--- Start Selected text ---
The self-tapping edge effectively defines a complex path from an inner side to an outer side of the polymeric shield layer around an outer surface of the vent conduit 702. This helps to prevent fluid from entering the polymeric shield layer around the outside of the vent conduit 702. The vent conduit 702 and self-tapping edge 704 are formed from relatively strong materials, for example stainless steel or moulded polymer composite. The materials are aptly configured to withstand the force of insertion into the polymer shield layer without failure.

The self-tapping edge 702 may typically protrude around 0.2 - 1 5mm from the vent conduit 704 depending on the depth of the polymer shield layer and the material comprising it.

The self-tapping edge 704 is preformed onto the vent conduit 702 prior to the assembly of the venting apparatus 300. It will be understood the self-tapping edge and the vent conduit can be formed together as one body (i.e. integrally). Similarly, it will be understood that the vent conduit may be formed integrally with the vent seat (not shown in Fig. 7).

Fig. 8 shows a first venting apparatus 800 in fluid connection with a second venting apparatus 801 to form an extended venting pathway through a plurality of layers of flexible pipe. The first venting apparatus 800 and second venting apparatus may be substantially the same venting apparatus as those described above and are not described again for brevity.

In the arrangement shown, the first venting apparatus 800 is positioned on an outer layer of the flexible pipe body. The pipe body of this example includes, from the outermost layer to the innermost layer, an outer polymer shield layer 852, an insulation layer 851 , a second outer shield layer 853, a first tensile armour layer 854, a second tensile armour layer 866, an anti-birdcaging tape layer 855, a pressure armour layer 856, an internal pressure sheath 858, a wear layer 862 and a carcass layer 864.

The first venting apparatus 800 and second venting apparatus 801 form an extended venting pathway for gases to passively diffuse from the annulus region to the exterior of the flexible pipe body. The second venting apparatus 801 is positioned internally within the pipe providing a venting pathway across the second outer shield layer 853 to the insulation layer 851. The difference between the apparatus 800 and the apparatus 801 may be that the thickness of the apparatus 801 may be reduced both because there is less space for the apparatus in the insulation layer 851 , and also because during normal operation sea water at the external hydrostatic pressure will not act directly on the outside of the apparatus, so fewer layer are required in the design of the vent.

Figs. 9a-e show the installation of a venting apparatus 900 through a polymer shield layer 952 of flexible pipe body.

Prior to positioning the venting apparatus 900 through the polymer shield layer 952, the thickness A of the polymer shield layer is determined. The thickness A is measured by means of calibrated ultrasound measurement (UT). The vent passage 902 is then shortened to a length equating to the outer sheath 952 thickness A.

The venting apparatus 900 is positioned through the polymer shield layer 952 of a flexible pipe body to provide a venting passage from the annulus of the flexible pipe body to the exterior of the flexible pipe body. The venting passage allows for the passive discharge of annulus gases from the annulus layers of the flexible pipe body.
--- End Selected text ---
--- Start Supplied information ---
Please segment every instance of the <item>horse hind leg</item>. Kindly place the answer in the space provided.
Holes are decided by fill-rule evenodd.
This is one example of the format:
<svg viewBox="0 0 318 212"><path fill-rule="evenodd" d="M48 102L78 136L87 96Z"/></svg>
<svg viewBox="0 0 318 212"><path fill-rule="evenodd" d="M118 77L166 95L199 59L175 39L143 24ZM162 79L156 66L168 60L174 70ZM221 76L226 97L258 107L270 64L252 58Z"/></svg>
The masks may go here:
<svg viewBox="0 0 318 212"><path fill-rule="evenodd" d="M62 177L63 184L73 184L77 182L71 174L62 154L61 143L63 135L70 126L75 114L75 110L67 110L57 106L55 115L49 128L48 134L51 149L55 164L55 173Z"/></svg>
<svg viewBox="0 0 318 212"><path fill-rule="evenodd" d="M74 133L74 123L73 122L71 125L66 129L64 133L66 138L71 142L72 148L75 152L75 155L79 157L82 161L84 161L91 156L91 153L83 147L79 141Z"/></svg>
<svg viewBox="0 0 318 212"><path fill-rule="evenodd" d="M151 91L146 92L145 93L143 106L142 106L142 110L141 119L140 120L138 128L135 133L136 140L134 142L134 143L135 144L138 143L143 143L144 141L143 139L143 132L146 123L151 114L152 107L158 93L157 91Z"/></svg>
--- End Supplied information ---
Task to complete –
From the text on flexible pipe venting, copy everything from "Prior to positioning" down to "952 thickness A." word for word. You won't need the dataset lines.

Full response –
Prior to positioning the venting apparatus 900 through the polymer shield layer 952, the thickness A of the polymer shield layer is determined. The thickness A is measured by means of calibrated ultrasound measurement (UT). The vent passage 902 is then shortened to a length equating to the outer sheath 952 thickness A.